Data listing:
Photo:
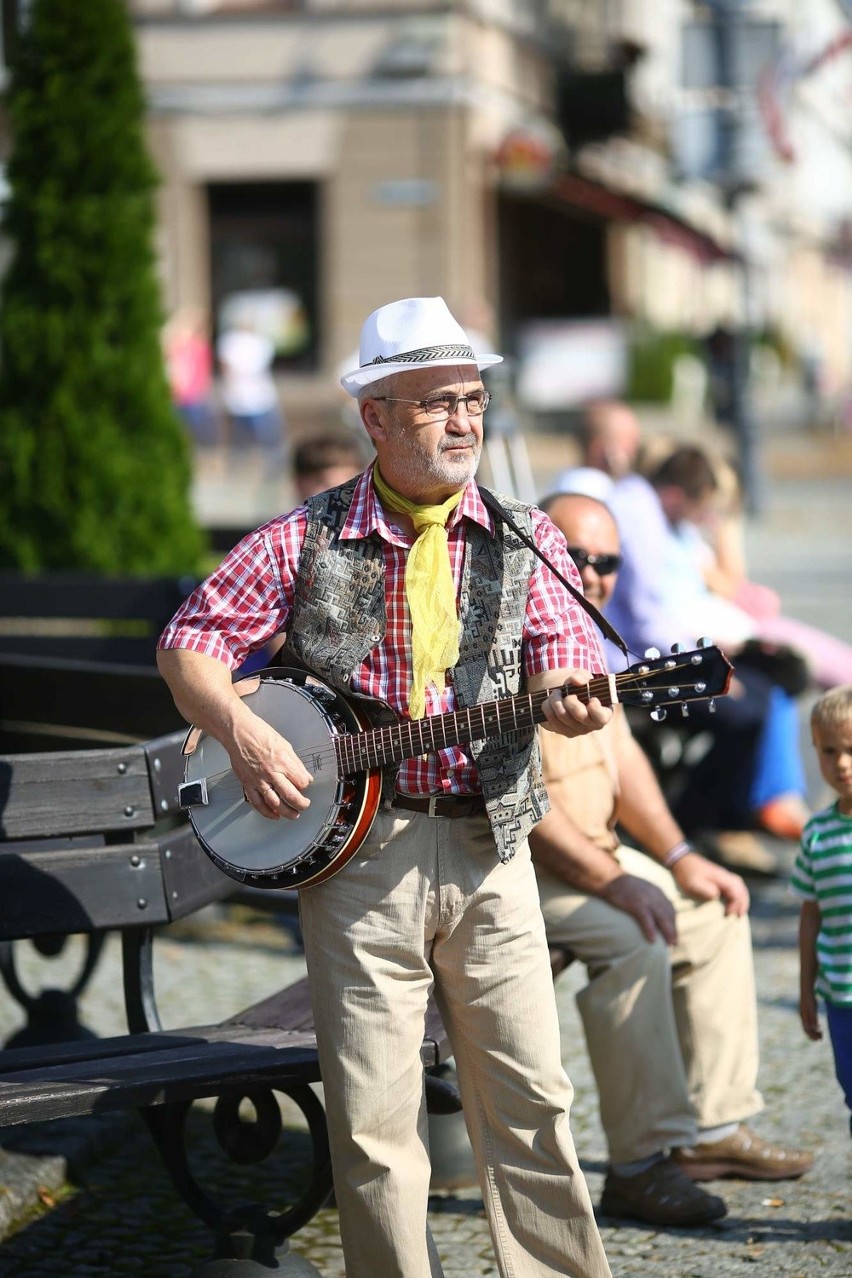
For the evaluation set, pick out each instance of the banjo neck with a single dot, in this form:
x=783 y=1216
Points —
x=381 y=746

WRITTEN INSTRUCTION:
Express every line of the records above as a JSON list of strings, one string per line, omitting blank lines and leaving the pictures out.

EXERCISE OUTPUT:
[
  "Photo:",
  "For the evaluation set, pick out each instance of the banjo neck with a single dot, in this form:",
  "x=783 y=1216",
  "Points —",
  "x=381 y=746"
]